Set task >> Pick out every line in the material below that contains the string "brown", and copy each of those lines.

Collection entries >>
◆ ◆ ◆
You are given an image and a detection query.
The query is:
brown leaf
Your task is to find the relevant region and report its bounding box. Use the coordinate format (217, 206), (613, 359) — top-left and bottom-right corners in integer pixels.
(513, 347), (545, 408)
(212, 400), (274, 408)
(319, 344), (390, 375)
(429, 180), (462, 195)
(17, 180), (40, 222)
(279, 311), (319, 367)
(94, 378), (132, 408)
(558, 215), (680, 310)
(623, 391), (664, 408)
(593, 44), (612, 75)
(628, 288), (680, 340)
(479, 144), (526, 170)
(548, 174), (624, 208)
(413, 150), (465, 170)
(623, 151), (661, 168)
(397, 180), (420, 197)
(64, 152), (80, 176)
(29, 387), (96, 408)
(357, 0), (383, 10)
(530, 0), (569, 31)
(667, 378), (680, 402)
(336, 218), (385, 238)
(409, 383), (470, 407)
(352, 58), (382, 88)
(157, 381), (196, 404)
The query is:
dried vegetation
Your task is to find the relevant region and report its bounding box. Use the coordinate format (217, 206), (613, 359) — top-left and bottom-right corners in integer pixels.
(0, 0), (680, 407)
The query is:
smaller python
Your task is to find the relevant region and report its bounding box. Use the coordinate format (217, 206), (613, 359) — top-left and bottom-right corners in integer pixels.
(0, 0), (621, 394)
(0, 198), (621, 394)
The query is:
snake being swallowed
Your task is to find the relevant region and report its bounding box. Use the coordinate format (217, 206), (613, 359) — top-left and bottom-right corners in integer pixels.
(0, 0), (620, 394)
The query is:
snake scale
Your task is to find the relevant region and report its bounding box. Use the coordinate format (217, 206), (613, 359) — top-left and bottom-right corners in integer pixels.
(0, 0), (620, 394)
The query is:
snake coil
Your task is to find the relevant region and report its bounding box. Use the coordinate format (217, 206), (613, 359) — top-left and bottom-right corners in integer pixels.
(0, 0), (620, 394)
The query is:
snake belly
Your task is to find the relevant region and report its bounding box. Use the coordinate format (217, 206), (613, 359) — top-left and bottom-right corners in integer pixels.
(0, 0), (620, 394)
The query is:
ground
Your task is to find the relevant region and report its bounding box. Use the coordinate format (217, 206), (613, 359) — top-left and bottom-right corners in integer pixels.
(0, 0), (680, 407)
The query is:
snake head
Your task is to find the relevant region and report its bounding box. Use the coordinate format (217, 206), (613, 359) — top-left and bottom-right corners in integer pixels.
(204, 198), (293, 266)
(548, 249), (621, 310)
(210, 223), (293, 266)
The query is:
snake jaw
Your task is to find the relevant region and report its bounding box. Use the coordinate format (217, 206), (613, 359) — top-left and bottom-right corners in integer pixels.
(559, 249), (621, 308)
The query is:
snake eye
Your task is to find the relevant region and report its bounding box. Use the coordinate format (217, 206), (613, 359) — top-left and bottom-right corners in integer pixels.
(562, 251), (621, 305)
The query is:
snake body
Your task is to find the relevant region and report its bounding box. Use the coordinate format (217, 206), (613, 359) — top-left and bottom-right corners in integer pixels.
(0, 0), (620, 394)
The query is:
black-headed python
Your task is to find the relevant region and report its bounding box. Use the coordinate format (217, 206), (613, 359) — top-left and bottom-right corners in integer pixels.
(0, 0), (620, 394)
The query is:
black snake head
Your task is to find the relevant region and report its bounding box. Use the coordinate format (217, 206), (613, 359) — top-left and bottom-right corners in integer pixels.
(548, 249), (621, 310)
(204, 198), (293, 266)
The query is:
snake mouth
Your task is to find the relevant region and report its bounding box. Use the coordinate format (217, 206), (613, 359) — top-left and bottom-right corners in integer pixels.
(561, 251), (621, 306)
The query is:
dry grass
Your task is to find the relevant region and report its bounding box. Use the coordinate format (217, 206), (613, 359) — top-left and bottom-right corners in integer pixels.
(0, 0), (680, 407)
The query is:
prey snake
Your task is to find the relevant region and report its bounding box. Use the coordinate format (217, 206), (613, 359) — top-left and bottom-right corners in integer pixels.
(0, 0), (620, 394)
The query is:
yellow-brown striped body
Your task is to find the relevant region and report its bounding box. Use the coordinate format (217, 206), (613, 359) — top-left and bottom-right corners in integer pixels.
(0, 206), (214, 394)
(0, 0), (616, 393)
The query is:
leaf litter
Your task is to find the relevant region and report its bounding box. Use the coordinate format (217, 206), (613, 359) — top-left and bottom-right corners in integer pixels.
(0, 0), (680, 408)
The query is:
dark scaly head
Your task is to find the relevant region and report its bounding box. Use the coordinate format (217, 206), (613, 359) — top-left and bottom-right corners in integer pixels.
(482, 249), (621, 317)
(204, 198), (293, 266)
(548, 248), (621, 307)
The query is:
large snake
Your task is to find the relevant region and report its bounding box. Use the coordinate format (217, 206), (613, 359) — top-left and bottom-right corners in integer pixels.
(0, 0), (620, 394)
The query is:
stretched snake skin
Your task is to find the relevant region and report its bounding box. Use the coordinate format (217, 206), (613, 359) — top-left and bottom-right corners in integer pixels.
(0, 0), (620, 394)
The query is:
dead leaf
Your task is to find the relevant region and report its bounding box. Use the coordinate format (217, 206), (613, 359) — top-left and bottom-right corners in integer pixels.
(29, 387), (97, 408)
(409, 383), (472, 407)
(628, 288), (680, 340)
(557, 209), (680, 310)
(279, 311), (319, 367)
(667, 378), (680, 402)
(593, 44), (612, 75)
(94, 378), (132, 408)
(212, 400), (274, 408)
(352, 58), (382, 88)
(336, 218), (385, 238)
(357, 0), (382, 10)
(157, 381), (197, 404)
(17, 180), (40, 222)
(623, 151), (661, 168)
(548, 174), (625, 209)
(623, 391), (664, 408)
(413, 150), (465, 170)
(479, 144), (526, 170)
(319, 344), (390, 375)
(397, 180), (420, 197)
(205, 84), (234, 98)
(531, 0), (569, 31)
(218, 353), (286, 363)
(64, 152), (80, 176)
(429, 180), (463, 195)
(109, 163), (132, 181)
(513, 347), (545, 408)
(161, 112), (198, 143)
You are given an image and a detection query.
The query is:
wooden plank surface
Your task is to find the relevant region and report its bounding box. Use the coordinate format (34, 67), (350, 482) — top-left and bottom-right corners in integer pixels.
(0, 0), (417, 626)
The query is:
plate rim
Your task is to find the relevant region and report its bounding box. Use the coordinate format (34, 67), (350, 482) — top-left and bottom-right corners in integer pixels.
◆ ◆ ◆
Written answer >>
brown leaf
yellow-brown striped body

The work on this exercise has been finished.